As you may have noticed from my sidebar, I’ve recently joined Facebook. In a short time I’ve come to realize just how effective it is at managing your social relationships; I’ve also joined LinkedIn which is the professional equivalent. I find that the two services complement each other nicely rather than competing.
The great advantage of these services is that you create a walled garden for yourself and thus retain total control over your communication. Facebook provides extremely granular control over privacy on a per-contact basis so you really are able to fine-tune just who can contact you and who you want to stay in touch with.
Tangentially related to this is a recent dust-up between several high-profile “web 2.0” personalities that makes for interesting reading. It started with Robert Scoble, who created a three-part video essay provacatively titled “Why Mahalo, TechMeme, and Facebook are going to kick Google’s butt in four years“. Scoble is obsessed with the idea that search engine optimization (SEO) is poisoning the well of search and that adding the “social” element will magically improve relevance. Dave Winer had a fairly succinct rebuttal, Danny Sullivan took issue with Scoble’s explicit equating of SEO with spam, and Rand Fishkin steps through Scoble’s arguments and fact-checks it to oblivion.
Overall, I came away from the fracas convinced that social networking is not some magic bullet and the problems of “how do I find information” and “who do I want to interact with” to be wholly separate ones. I like a walled garden for my identity-driven personal and professional interactions, but I also want to wander in the wild when need be. It’s the same reason I am skeptical of “personalized search” services like Google’s own “Web History” initiative. It’s not the privacy issues that worry me, but rather the imposed limitation on what my search results are based on what my search results were in the past. Why should I assume that for a given search, the most relevant results will necessarily be related to the searches I previously made? Presumably I search for something based on a need for new information I do not currently possess.

> [Brief A]:
Answer these questions from the post on social networking:
(i) Which service does the writer call the professional equivalent of Facebook?
(ii) Who made the three-part video essay that started the dust-up?
(iii) Which Google initiative makes the writer skeptical of "personalized search"?
The post and the entries come from separate sources.

(Object detection data)
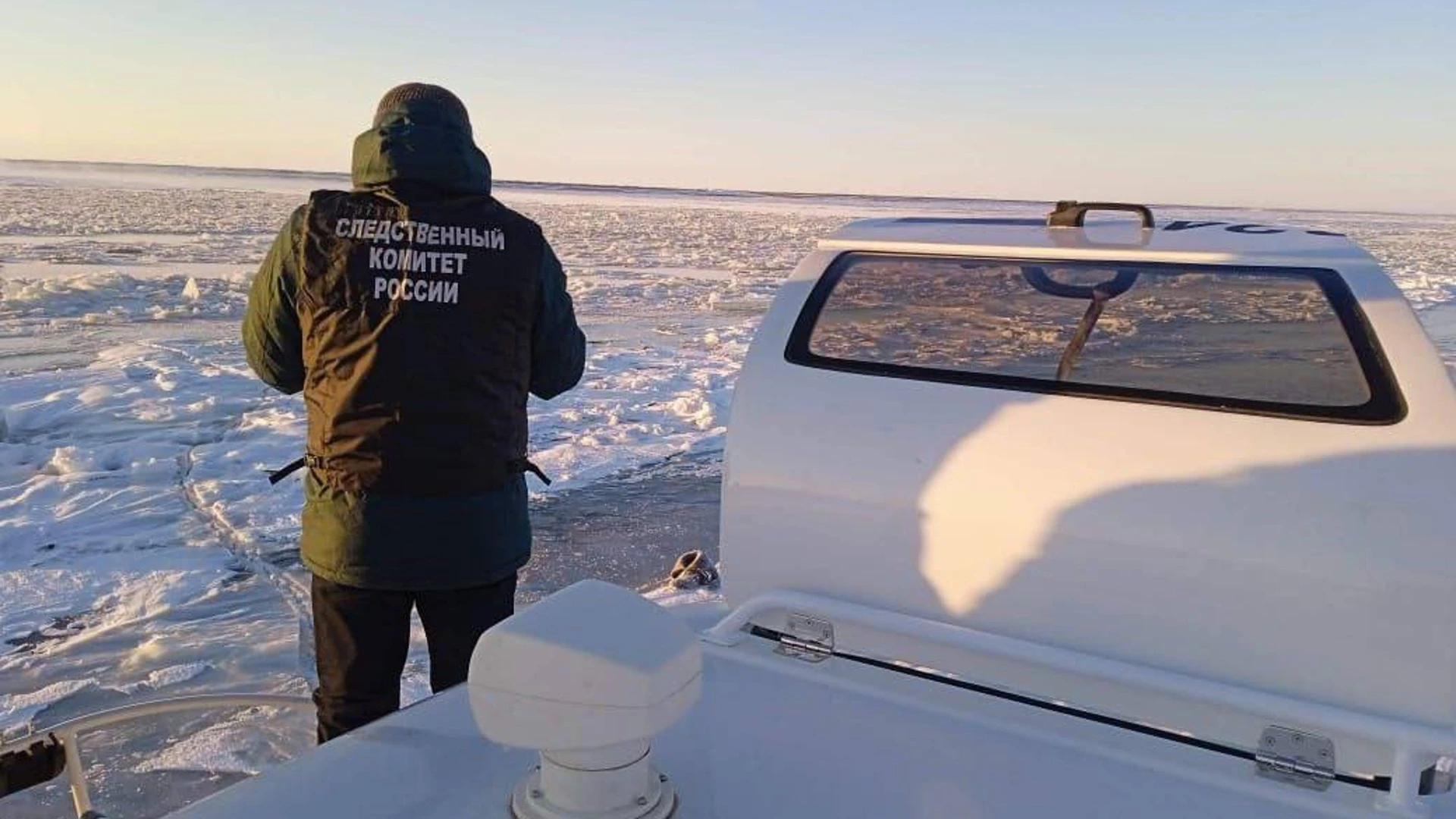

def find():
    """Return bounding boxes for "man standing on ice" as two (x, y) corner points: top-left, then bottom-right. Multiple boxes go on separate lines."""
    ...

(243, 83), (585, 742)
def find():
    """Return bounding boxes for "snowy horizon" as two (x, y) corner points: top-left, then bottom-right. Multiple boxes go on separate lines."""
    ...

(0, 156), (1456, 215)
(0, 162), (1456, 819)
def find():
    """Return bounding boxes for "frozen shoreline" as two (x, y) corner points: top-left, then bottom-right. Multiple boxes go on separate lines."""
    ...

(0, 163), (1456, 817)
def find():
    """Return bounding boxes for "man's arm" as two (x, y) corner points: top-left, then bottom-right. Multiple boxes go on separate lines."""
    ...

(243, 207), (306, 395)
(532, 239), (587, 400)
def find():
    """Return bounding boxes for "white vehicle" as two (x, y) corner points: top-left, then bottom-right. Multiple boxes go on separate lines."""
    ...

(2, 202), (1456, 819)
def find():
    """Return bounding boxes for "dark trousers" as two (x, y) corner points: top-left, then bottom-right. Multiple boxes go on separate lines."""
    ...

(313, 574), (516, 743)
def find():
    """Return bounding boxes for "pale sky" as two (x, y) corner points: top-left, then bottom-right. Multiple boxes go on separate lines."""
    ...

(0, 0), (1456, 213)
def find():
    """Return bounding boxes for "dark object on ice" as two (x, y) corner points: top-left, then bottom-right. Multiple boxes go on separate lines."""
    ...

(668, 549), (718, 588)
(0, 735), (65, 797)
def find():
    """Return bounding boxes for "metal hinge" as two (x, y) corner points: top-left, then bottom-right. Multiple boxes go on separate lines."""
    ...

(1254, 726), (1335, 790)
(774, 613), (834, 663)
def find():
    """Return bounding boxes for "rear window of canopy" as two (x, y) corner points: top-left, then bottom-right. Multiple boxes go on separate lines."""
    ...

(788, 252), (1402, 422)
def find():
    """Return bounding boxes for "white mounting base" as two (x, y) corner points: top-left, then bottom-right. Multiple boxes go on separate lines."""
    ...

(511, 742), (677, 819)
* * *
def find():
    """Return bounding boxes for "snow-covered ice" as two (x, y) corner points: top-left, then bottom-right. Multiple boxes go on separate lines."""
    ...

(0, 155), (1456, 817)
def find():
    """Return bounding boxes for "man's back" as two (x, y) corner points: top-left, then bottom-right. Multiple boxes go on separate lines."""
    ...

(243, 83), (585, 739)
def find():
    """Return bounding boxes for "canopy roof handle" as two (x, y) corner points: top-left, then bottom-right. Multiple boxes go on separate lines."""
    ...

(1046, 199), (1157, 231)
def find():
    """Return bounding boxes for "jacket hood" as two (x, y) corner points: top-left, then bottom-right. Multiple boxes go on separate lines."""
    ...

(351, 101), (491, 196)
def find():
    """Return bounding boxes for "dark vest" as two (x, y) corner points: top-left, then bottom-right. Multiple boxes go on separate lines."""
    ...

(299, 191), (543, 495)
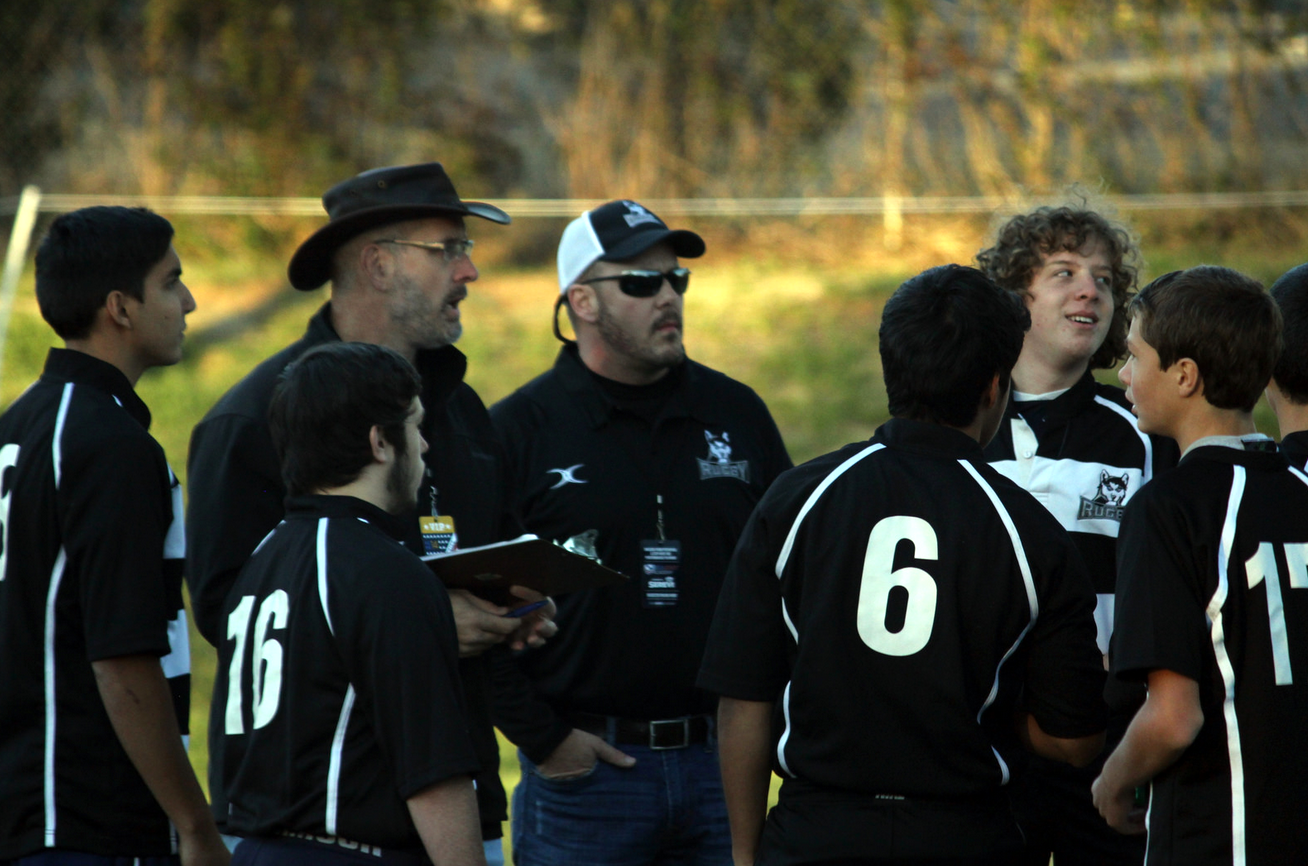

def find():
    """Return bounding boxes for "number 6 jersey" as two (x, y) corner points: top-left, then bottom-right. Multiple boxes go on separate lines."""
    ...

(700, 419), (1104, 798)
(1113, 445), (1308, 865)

> [Brief B]: How many lines of the entries contain the string "white"? Case counts, and give only the number.

> [Full answer A]:
(i) LinkedIn
(ii) Robert Scoble
(iii) "Web History"

> [Full answer B]: 2